Start of EXTRACT
This is the centrality of not only the Saastriya Sangeeta Tradition to modern Indian music, but also the central importance of Bharata Muni and his Natya Sastra.
“Bharata displays an extraordinary knowledge of material in the making of musical instruments (four types) and of the nature of sound, notes, consonance, assonance, dissonance and melodic forms. He establishes a system of correspondence between each category and its potential for arousing emotion; he develops it to establish patters of configuration of ‘notes’ in melodic forms and emotive states. He distinguishes between vocal and instrumental music.
End of EXTRACT
Start of INFORMATION SUPPLIED
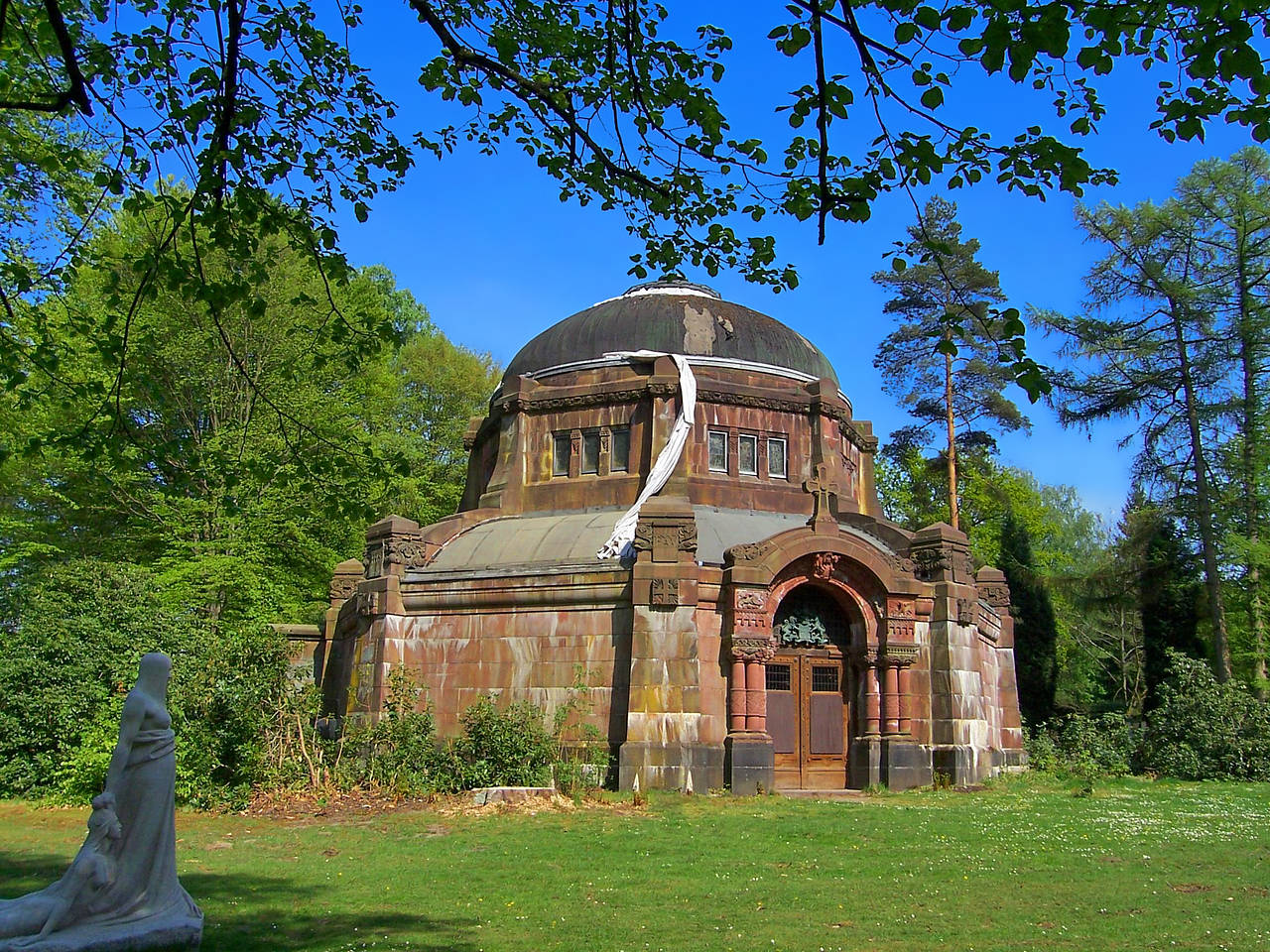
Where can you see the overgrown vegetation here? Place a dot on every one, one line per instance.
End of INFORMATION SUPPLIED
#### WHAT THE TASK REQUIRES
Copy the passage on Bharata and the Natya Sastra, starting at "This is the" and ending at "and instrumental music.", and substitute "melodic modes" for each "melodic forms".

#### WORKED SOLUTION
This is the centrality of not only the Saastriya Sangeeta Tradition to modern Indian music, but also the central importance of Bharata Muni and his Natya Sastra.
“Bharata displays an extraordinary knowledge of material in the making of musical instruments (four types) and of the nature of sound, notes, consonance, assonance, dissonance and melodic modes. He establishes a system of correspondence between each category and its potential for arousing emotion; he develops it to establish patters of configuration of ‘notes’ in melodic modes and emotive states. He distinguishes between vocal and instrumental music.